What the task requires
Render the entries from the start through the line containing "(1303, 577)", inclusive, as a Markdown table with the columns Row and Content. Give one numbered row per line and leave out any blank lines.

◇ ◇ ◇ ◇ ◇

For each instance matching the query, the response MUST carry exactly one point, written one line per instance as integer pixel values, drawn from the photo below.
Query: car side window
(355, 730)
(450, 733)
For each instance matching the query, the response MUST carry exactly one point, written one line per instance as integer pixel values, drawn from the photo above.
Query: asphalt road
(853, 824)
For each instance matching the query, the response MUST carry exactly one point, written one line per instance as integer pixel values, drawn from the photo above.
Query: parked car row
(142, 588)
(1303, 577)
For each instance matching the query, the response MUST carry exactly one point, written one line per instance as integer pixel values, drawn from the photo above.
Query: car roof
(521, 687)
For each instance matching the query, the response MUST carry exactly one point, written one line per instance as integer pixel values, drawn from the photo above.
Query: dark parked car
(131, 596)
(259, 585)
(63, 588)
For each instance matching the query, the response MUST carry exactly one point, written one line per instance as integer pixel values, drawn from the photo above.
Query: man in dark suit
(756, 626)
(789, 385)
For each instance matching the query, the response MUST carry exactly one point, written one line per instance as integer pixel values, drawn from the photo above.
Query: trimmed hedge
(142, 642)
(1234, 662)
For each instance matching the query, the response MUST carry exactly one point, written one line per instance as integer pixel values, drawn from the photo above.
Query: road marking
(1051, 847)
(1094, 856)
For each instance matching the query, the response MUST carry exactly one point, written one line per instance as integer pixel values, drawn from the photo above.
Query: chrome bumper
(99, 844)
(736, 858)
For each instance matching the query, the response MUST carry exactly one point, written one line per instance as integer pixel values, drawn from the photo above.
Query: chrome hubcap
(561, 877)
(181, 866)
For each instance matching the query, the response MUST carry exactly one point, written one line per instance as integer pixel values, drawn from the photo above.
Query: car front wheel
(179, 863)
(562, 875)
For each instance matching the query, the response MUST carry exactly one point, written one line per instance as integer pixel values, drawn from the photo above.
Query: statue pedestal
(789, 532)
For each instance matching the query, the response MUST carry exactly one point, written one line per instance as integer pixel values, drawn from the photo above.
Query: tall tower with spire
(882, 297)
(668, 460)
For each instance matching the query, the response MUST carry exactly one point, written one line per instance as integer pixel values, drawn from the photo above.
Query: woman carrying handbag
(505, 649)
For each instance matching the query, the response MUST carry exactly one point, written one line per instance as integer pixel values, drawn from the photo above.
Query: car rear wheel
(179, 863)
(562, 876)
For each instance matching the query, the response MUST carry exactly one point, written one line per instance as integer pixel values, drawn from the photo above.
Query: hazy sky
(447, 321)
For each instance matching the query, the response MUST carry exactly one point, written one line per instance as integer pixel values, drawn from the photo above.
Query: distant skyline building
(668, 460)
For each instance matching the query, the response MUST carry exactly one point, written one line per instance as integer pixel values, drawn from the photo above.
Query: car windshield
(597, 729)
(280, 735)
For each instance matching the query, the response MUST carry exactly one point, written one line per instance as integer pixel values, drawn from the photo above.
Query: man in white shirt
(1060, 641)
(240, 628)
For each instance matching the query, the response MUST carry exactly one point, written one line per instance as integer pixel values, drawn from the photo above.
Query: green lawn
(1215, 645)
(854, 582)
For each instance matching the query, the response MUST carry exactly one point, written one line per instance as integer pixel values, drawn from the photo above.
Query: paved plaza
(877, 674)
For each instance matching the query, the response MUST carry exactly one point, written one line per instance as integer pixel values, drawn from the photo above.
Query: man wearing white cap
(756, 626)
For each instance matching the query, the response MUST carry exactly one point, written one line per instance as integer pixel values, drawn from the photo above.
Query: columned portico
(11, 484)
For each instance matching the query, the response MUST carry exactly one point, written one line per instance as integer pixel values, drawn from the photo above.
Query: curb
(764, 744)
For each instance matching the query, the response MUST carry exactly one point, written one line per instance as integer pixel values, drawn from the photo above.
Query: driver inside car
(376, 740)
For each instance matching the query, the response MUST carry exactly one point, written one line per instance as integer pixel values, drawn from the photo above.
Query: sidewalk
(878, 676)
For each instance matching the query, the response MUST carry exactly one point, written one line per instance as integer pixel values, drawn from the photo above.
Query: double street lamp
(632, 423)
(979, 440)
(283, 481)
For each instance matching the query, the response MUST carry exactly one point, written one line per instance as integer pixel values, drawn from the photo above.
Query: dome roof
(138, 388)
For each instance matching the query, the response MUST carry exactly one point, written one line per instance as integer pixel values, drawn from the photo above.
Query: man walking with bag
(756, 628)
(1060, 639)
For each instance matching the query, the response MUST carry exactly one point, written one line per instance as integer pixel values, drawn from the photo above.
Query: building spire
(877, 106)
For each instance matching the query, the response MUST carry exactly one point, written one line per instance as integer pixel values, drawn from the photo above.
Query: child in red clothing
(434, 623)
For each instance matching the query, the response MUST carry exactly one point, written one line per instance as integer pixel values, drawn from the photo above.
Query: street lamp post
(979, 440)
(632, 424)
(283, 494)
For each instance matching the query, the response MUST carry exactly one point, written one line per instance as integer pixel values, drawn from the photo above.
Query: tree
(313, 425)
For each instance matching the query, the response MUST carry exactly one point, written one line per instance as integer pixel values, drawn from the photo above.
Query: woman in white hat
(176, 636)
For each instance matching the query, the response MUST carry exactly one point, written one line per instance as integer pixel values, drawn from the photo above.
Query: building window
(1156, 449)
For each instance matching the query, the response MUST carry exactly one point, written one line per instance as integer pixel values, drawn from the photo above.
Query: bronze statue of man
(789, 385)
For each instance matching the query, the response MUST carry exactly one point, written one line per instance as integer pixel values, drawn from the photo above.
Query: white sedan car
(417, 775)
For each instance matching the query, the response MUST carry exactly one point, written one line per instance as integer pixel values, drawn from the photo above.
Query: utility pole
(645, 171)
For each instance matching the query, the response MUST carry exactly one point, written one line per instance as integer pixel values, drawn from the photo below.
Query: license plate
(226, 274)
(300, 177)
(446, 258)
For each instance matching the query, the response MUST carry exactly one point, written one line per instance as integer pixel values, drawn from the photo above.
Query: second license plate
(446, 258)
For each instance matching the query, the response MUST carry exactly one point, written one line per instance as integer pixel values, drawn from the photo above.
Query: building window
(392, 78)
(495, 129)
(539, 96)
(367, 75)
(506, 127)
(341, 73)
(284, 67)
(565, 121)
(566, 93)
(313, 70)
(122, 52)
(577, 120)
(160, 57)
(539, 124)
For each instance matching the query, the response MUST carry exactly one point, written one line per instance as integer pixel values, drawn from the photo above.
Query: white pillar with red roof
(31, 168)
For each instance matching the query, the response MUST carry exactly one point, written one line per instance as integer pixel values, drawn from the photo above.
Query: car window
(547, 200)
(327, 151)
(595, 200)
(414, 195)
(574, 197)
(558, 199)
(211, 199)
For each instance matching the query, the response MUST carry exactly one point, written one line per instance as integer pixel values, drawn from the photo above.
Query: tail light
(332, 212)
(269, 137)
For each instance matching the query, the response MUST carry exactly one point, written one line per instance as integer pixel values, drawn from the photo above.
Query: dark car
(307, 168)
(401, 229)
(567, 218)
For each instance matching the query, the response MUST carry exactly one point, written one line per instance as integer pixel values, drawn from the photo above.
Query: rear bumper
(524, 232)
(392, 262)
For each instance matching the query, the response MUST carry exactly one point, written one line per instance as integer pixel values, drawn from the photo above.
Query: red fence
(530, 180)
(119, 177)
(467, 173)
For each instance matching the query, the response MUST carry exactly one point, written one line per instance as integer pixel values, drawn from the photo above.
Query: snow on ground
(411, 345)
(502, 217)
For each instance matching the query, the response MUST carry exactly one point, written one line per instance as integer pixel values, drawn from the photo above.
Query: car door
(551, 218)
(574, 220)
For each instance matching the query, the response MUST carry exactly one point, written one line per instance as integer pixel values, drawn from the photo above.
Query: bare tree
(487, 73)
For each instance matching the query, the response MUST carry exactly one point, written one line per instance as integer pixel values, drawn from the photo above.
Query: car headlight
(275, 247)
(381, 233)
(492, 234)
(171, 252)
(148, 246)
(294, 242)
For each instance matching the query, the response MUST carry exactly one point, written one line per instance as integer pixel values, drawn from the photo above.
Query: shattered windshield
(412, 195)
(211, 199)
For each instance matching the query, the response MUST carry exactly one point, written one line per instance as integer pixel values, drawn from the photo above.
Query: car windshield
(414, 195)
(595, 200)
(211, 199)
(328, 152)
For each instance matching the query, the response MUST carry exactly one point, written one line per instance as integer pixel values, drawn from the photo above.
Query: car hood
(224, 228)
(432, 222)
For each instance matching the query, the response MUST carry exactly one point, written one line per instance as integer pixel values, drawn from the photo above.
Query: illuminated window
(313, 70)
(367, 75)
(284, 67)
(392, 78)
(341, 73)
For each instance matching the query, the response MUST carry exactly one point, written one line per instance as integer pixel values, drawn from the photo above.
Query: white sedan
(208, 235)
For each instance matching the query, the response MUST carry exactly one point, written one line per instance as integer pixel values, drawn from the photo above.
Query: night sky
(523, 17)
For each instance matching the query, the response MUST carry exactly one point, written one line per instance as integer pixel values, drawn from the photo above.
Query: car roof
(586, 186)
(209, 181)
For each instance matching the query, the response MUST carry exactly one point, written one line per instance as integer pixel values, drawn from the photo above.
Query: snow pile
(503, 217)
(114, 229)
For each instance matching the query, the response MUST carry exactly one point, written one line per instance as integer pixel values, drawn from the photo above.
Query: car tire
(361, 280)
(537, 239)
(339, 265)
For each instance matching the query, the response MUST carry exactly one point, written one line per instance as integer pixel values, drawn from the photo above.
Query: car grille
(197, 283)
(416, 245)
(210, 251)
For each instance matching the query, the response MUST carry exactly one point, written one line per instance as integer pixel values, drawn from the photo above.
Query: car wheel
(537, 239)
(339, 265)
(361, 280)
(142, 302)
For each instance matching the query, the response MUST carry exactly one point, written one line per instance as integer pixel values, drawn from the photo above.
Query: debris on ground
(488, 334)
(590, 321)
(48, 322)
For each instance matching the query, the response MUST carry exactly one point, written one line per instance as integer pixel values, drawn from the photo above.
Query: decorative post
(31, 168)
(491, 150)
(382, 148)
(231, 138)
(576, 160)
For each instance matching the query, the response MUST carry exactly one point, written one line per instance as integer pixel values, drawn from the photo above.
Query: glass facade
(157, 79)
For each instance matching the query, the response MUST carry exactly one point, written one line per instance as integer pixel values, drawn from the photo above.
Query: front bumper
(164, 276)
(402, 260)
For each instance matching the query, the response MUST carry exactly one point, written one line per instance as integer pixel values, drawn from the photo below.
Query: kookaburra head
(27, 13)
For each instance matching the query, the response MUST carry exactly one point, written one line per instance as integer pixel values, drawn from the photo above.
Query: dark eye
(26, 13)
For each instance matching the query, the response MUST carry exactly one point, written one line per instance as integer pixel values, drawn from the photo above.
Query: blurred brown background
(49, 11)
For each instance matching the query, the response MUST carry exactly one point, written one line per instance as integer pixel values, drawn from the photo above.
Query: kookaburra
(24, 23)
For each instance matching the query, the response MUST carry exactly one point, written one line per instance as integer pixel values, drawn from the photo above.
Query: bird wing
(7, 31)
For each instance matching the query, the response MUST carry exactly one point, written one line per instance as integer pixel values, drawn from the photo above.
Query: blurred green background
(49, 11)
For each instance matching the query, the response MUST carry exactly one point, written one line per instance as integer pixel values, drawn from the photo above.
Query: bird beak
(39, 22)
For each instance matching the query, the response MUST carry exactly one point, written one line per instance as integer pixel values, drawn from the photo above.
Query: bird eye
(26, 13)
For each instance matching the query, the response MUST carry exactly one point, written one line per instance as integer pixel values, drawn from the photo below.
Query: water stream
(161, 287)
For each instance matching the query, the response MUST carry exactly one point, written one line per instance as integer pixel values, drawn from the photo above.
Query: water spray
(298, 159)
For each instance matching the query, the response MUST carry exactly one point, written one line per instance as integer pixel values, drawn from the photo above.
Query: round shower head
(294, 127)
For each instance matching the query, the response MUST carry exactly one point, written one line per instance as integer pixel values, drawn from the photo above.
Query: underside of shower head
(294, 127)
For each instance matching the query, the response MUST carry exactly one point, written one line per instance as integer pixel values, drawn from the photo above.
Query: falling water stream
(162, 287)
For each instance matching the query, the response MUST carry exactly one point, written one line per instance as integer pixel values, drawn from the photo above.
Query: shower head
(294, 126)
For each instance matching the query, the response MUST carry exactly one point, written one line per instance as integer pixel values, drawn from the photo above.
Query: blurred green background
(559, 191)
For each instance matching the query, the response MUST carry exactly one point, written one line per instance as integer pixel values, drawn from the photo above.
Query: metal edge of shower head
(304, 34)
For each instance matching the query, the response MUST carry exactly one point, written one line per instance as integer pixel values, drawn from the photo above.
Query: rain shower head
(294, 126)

◇ ◇ ◇ ◇ ◇

Response to the exercise
| Row | Content |
|---|---|
| 1 | For each instance matching the query, the response MUST carry exactly one point, written one line per instance as integer pixel values, drawn from the photo below. |
| 2 | Query: car side window |
| 3 | (355, 730) |
| 4 | (450, 733) |
| 5 | For each instance matching the query, the response MUST carry exactly one point, written one line per instance as integer pixel values, drawn from the photo above. |
| 6 | Query: asphalt road |
| 7 | (853, 824) |
| 8 | For each instance matching the query, the response MUST carry exactly one point, written one line per instance as integer pixel values, drawn from the photo above. |
| 9 | Query: parked car row |
| 10 | (142, 588) |
| 11 | (1303, 577) |